## start Supplied entries

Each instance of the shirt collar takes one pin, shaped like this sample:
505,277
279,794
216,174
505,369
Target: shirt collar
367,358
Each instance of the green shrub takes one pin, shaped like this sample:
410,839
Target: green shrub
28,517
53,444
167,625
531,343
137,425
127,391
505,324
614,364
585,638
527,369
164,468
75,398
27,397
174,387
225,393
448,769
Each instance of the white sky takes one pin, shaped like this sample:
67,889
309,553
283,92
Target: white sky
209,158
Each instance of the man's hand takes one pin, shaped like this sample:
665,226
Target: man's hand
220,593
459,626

## end Supplied entries

## Your goal
Copy exactly the lines of the listing above, beginning at the line with "Each instance of the green" and ending at its final line; write out nothing else.

## Written solution
Each instance of the green shrub takes one pin, shaped like this sample:
410,839
Target: green shrub
28,517
53,444
167,625
531,343
137,425
127,391
505,324
614,364
585,638
527,369
164,468
75,398
27,397
174,387
225,393
448,769
Each instance of the white sky takes one pin, shaped like this sample:
67,889
309,553
283,92
Target: white sky
209,158
Each instance of the man's hand takes one pin, shaped like this sample:
665,226
Target: man's hand
220,593
459,626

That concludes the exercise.